[Exercise goal]
In how many lines of the listing below does the word "coping" appear? Reply with the number alone.

--- Information supplied ---

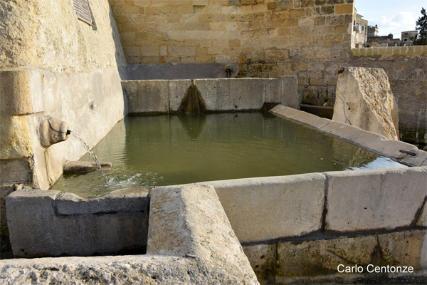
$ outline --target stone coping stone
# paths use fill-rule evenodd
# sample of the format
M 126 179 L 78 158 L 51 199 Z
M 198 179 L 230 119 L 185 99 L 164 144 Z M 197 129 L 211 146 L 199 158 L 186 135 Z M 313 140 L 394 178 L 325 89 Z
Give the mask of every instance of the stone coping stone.
M 416 146 L 398 140 L 389 140 L 376 133 L 362 130 L 343 123 L 317 117 L 281 105 L 270 110 L 275 115 L 308 125 L 329 135 L 376 154 L 391 157 L 408 166 L 427 166 L 427 152 Z M 415 155 L 402 152 L 402 150 Z
M 326 189 L 322 173 L 198 184 L 214 186 L 242 243 L 320 229 Z
M 427 198 L 427 167 L 325 172 L 325 229 L 413 227 Z
M 155 187 L 150 196 L 148 254 L 199 260 L 206 269 L 187 275 L 211 275 L 208 284 L 258 284 L 212 186 Z
M 23 189 L 6 199 L 16 257 L 90 256 L 147 247 L 147 187 L 85 200 L 72 193 Z
M 216 275 L 198 259 L 129 255 L 0 260 L 0 284 L 216 284 Z M 241 282 L 250 284 L 248 282 Z M 255 284 L 255 283 L 253 283 Z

---

[Exercise answer]
2